■ **PROBLÈMES À RÉSOUDRE**:
1. Recopiez fidèlement le passage du texte sur les armées du Rhin en commençant à « Avant de nous » et en terminant à « et des Montécuculli. ».
2. Condensez en deux phrases le paragraphe du texte sur les armées du Rhin qui débute par « Avant de nous en occuper ».

■ **TEXTE DU DOCUMENT**:
*-*-*

Avant de nous en occuper, nous devons porter nos regards sur le Rhin, où deux cent mille hommes sur chaque rive passèrent trois mois à manœuvrer, à s'observer, à déployer tout ce que l'art de la guerre a de ressources et de stratagèmes. Le temps n'étoit pas encore venu, mais il n'étoit pas éloigné, où un général habile autant qu'audacieux alloit trouver le secret de terminer les plus importantes guerres en trois mois, de gagner des batailles en coupant les armées de son ennemi, et de rendre vaines, par son activité, les savantes manœuvres étudiées à l'école des Turenne et des Montécuculli.

Pichegru commandoit en personne l'armée du haut Rhin et dirigeoit en même temps tous les mouvements de l'armée de Sambre-et-Meuse et de celle du Nord, que commandoit le général Jourdan.

Il avoit en tête deux des plus habiles généraux autrichiens, le général Wurmser, dont l'armée occupoit la rive opposée à celle qu'occupoit la sienne; et le général Clairfait, dont l'armée s'étendoit depuis Manheim jusqu'à Dusseldorff.

*-*-*

■ **MATÉRIEL FOURNI**:
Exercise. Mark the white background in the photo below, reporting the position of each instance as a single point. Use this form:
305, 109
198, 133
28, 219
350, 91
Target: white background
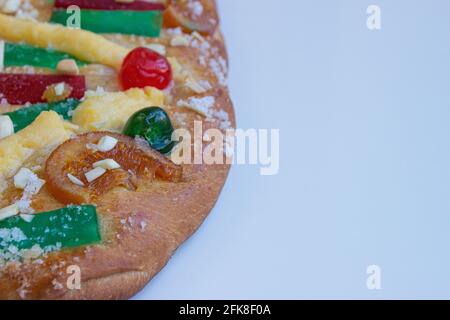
364, 177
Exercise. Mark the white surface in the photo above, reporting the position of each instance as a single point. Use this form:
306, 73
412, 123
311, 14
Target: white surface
364, 157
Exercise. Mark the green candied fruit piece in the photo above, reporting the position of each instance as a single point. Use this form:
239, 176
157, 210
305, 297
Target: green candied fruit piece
140, 23
25, 116
154, 125
20, 54
68, 227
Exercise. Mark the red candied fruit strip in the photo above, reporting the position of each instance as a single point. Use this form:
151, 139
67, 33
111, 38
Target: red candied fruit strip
23, 88
110, 5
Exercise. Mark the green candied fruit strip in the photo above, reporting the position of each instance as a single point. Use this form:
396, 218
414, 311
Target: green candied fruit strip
142, 23
72, 226
18, 54
25, 116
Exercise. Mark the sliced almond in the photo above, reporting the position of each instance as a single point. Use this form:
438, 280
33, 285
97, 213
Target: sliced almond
22, 178
67, 66
106, 143
6, 126
179, 41
75, 180
108, 164
57, 92
94, 174
161, 49
9, 211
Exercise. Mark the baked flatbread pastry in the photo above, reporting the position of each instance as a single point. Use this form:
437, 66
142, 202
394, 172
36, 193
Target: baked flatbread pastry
92, 96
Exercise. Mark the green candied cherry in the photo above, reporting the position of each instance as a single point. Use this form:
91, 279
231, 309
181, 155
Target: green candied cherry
154, 125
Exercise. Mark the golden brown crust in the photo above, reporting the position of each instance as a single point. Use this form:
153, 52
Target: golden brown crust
140, 229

*-*-*

■ **RÉSULTATS ATTENDUS**:
1.
Avant de nous en occuper, nous devons porter nos regards sur le Rhin, où deux cent mille hommes sur chaque rive passèrent trois mois à manœuvrer, à s'observer, à déployer tout ce que l'art de la guerre a de ressources et de stratagèmes. Le temps n'étoit pas encore venu, mais il n'étoit pas éloigné, où un général habile autant qu'audacieux alloit trouver le secret de terminer les plus importantes guerres en trois mois, de gagner des batailles en coupant les armées de son ennemi, et de rendre vaines, par son activité, les savantes manœuvres étudiées à l'école des Turenne et des Montécuculli.

2. Sur le Rhin, deux cent mille hommes postés sur chaque rive passèrent trois mois à manœuvrer et à s'observer, en déployant toutes les ressources et tous les stratagèmes de l'art de la guerre. Le moment approchait où un général habile et audacieux allait terminer les grandes guerres en trois mois, gagner des batailles en coupant les armées ennemies et rendre vaines, par son activité, les savantes manœuvres de l'école des Turenne et des Montécuculli.